▸ PASSAGE PROVIDED
━━━━━━━━━━

Seems this was premature. Tested around 2:30am. Looking at the logs again in the light of day it seems it was already awake and in the falling asleep but not asleep state.
Screenshot_20230530-085148.png

Testing again now and it did not wake when it was in its asleep state.
When I opened the Tesla app about 20 minutes ago, the display changed from “last seen 11 hours ago” to “last seen 4 hours ago” and then to “parked”. Tends to suggest something happened at about 4am?
And at 1:30am and at 2am and at 2:40am and at 3:40am and at @Vostok will not be happy, and neither am I, think of the combined energy wastage of all these wakeups to 'workaround' the issue at 110W to 140W for each of these online, falling asleep states. @Vostok will probably even run the maths!
While the app is still not working in my case they're obviously doing something.

Since 2am this morning TeslaFi shows my car having been woken up 6 times at irregular intervals...
Thanks for the independent confirmation it is not just me. Saves me having to check my side for miss behaviour.
 
It's essentially correct. To wake the car when it's in sleep mode, they use a ping feature of the cellular network operator based on SMS notifications.

━━━━━━━━━━

▸ ROWS
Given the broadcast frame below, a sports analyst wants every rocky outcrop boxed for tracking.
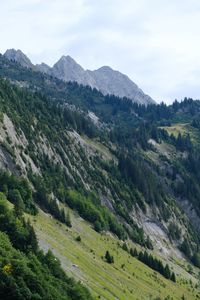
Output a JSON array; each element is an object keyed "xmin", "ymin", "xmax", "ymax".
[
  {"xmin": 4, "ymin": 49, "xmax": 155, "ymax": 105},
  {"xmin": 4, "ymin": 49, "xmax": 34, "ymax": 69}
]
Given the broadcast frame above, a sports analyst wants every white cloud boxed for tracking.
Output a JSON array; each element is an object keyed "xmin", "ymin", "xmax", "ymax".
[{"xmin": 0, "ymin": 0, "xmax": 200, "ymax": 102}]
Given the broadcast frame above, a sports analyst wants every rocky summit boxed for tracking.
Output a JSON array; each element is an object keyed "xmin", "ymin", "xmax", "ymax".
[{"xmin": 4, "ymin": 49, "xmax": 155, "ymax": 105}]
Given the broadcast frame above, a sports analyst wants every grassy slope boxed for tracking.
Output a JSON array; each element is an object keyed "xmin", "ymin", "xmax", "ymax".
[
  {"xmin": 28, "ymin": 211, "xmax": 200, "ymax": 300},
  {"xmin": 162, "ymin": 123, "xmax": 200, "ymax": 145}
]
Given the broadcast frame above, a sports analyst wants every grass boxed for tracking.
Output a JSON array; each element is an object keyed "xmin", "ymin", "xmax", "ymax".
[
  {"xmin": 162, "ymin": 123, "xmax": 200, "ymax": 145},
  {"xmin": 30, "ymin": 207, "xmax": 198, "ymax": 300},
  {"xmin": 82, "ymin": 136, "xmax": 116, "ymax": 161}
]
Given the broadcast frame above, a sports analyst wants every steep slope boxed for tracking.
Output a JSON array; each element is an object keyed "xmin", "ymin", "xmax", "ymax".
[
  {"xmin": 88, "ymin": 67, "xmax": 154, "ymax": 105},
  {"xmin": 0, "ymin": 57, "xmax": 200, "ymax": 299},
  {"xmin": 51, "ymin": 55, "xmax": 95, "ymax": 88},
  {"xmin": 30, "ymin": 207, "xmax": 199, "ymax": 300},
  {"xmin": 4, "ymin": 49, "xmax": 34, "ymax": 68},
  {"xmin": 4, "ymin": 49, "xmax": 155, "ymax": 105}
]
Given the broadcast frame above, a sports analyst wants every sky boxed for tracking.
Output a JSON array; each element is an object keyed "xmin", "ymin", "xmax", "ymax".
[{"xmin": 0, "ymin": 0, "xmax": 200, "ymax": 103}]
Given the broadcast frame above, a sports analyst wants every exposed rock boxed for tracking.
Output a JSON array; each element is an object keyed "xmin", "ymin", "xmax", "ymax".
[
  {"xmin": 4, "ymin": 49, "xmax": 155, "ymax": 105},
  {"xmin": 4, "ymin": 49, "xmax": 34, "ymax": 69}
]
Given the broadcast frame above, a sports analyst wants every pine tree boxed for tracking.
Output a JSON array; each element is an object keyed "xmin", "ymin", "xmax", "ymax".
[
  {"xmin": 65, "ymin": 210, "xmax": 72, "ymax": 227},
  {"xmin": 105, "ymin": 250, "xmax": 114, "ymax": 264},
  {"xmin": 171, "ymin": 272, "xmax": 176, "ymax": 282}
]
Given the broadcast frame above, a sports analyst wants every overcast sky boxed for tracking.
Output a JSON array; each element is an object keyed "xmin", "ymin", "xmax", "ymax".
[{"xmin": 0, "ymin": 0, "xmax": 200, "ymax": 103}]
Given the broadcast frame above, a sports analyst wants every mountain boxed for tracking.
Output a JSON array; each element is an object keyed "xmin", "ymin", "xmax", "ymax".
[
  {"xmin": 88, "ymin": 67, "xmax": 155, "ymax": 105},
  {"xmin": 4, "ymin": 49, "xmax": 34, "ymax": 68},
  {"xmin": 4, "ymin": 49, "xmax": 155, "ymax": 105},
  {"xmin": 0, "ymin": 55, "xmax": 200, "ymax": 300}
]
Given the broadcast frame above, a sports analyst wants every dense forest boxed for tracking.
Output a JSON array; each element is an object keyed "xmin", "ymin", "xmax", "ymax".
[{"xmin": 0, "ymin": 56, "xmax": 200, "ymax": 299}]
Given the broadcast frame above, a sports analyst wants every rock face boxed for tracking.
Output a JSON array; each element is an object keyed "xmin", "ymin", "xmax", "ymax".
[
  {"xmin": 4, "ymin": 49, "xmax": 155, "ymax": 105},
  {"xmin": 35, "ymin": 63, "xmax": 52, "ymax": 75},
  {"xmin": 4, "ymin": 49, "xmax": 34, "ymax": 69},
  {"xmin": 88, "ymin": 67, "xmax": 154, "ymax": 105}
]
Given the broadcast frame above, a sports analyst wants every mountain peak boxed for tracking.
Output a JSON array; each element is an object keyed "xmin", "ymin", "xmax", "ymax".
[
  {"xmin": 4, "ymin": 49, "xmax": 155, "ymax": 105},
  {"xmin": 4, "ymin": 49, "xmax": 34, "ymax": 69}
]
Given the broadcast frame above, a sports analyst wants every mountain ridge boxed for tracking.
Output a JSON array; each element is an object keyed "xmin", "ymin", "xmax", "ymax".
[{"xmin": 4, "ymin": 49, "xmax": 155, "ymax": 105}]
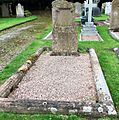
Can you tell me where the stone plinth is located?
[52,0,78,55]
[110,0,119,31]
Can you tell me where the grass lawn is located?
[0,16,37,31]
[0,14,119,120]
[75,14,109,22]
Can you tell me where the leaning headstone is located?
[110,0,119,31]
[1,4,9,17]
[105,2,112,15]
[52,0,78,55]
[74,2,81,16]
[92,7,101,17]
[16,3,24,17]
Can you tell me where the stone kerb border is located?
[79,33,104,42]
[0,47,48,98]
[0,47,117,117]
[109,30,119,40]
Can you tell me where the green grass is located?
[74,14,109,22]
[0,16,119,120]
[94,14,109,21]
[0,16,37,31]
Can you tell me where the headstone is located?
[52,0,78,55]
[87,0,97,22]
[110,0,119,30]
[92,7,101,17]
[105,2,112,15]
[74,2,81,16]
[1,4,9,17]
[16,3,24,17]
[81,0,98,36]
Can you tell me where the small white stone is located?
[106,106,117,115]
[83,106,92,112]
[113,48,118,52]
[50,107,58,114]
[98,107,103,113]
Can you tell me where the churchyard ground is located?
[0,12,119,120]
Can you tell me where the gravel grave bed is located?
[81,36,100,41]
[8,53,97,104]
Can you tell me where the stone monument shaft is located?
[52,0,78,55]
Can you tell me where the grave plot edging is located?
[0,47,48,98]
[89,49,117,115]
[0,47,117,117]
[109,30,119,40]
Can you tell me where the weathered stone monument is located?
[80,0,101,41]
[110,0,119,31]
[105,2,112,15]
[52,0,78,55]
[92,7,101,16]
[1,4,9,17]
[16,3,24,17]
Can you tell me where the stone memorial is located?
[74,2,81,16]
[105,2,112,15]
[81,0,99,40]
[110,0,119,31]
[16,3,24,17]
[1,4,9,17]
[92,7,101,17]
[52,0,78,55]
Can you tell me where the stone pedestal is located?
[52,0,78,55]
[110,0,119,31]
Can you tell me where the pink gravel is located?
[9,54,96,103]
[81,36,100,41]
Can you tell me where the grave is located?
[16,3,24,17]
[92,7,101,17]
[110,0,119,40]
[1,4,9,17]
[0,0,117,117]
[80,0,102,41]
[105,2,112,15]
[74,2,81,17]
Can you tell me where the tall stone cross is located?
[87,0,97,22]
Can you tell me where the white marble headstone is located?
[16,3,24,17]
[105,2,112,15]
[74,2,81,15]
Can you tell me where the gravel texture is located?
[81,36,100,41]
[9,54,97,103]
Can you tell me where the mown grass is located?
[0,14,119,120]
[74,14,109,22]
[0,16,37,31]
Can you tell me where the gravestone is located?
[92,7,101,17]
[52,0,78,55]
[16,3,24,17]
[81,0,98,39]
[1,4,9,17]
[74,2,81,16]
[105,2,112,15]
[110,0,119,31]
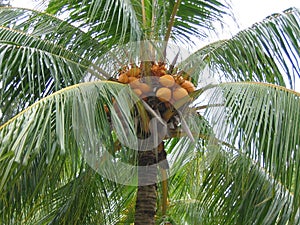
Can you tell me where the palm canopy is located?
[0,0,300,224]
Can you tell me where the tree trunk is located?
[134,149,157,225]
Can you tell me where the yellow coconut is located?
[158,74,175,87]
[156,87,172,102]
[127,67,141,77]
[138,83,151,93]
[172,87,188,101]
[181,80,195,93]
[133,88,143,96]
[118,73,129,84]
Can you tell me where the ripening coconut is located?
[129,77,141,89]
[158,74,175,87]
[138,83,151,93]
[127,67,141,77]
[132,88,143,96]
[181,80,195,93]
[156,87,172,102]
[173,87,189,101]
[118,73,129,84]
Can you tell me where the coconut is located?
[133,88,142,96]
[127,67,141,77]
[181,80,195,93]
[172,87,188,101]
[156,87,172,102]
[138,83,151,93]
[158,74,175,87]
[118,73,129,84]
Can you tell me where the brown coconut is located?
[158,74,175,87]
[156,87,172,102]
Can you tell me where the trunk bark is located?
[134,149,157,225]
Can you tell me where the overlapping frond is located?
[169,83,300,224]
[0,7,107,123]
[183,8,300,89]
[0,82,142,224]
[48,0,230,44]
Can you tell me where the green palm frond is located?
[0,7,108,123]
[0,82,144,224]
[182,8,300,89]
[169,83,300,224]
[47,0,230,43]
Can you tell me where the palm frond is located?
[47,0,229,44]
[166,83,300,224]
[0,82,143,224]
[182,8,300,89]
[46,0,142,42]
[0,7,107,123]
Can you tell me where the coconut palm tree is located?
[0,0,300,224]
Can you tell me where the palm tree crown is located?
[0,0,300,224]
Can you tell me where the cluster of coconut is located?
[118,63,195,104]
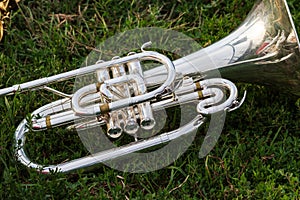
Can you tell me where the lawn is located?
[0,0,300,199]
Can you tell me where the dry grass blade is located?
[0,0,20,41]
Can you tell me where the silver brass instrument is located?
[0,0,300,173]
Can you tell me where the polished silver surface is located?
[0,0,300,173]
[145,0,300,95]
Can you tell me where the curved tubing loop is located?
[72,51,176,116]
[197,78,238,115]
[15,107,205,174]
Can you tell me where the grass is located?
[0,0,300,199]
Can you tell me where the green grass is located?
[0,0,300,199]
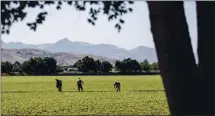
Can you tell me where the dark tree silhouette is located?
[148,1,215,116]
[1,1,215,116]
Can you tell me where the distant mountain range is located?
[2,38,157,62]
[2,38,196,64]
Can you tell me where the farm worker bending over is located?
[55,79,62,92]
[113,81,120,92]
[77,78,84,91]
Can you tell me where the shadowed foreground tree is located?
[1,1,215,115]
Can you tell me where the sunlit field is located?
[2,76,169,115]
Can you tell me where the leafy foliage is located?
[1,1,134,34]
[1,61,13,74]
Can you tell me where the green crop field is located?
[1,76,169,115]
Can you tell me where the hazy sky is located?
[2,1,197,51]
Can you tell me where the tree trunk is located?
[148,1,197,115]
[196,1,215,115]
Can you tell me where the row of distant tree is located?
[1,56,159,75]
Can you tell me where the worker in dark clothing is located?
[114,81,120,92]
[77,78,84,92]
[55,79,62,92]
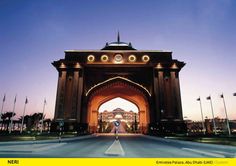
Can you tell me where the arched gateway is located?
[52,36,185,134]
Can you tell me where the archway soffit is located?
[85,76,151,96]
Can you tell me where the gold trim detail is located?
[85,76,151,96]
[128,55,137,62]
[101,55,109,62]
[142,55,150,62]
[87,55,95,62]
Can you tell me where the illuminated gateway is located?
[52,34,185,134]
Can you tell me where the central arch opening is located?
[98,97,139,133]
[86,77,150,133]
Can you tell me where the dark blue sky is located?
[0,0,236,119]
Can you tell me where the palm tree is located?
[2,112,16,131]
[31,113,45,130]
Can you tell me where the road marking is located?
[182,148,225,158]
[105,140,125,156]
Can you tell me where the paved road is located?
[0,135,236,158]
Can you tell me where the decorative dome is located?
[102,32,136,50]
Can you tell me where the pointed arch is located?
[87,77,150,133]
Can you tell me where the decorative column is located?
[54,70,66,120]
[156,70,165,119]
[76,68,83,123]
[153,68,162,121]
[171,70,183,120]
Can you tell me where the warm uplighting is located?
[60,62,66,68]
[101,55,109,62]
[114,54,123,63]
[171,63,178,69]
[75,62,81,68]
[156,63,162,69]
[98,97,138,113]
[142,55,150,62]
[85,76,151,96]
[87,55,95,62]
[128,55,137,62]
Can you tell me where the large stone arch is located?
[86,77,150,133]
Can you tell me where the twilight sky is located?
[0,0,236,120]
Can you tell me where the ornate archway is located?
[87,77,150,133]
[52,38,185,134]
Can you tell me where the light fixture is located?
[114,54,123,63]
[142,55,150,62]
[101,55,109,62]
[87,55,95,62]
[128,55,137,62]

━━━━━━━━━━

▸ GOAL
Reproduce the forum text above about the car waking from sleep, in full and word for word.

▸ FINAL RESULT
Seems this was premature. Tested around 2:30am. Looking at the logs again in the light of day it seems it was already awake and in the falling asleep but not asleep state.
Screenshot_20230530-085148.png

Testing again now and it did not wake when it was in its asleep state.
When I opened the Tesla app about 20 minutes ago, the display changed from “last seen 11 hours ago” to “last seen 4 hours ago” and then to “parked”. Tends to suggest something happened at about 4am?
And at 1:30am and at 2am and at 2:40am and at 3:40am and at @Vostok will not be happy, and neither am I, think of the combined energy wastage of all these wakeups to 'workaround' the issue at 110W to 140W for each of these online, falling asleep states. @Vostok will probably even run the maths!
While the app is still not working in my case they're obviously doing something.

Since 2am this morning TeslaFi shows my car having been woken up 6 times at irregular intervals...
Thanks for the independent confirmation it is not just me. Saves me having to check my side for miss behaviour.
 
It's essentially correct. To wake the car when it's in sleep mode, they use a ping feature of the cellular network operator based on SMS notifications.